#### [PROBLEM TO WORK ON]
Extract each line of the records below that contains the word "cluster".

(Entries from a point annotation set)
— BEGIN —

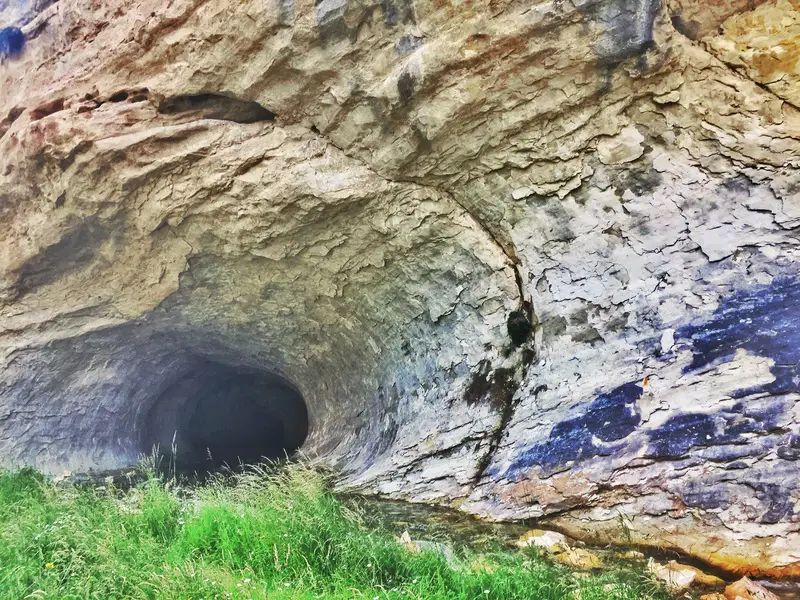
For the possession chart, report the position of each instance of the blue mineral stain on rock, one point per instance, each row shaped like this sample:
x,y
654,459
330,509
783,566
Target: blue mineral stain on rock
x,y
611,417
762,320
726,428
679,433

— END —
— BEGIN —

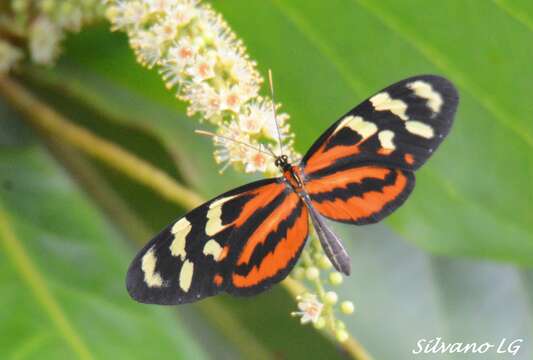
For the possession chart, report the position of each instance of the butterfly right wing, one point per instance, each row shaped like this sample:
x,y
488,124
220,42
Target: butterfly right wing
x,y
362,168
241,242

— END —
— BEGIN —

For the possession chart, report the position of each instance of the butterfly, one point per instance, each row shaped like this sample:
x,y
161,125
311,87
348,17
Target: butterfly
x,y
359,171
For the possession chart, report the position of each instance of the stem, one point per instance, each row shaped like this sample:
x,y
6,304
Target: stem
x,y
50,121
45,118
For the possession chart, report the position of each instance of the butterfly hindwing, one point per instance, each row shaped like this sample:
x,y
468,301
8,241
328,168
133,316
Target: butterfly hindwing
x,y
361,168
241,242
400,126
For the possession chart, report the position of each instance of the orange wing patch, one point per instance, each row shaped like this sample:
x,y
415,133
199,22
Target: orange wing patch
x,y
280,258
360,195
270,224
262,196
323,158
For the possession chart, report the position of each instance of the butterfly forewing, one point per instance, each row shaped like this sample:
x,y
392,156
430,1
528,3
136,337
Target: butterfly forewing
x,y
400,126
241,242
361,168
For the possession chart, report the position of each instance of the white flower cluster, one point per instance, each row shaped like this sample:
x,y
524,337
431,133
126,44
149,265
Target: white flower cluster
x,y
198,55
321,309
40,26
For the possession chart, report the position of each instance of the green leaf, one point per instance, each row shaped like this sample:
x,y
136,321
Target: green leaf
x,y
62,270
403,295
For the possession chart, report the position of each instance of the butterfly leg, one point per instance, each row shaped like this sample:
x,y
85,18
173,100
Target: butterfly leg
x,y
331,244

— END —

#### [REPLY]
For the possession chart, report the position of each instance of the white flower cluster, one point per instance, each row shaped like this sample:
Target: white flower cluster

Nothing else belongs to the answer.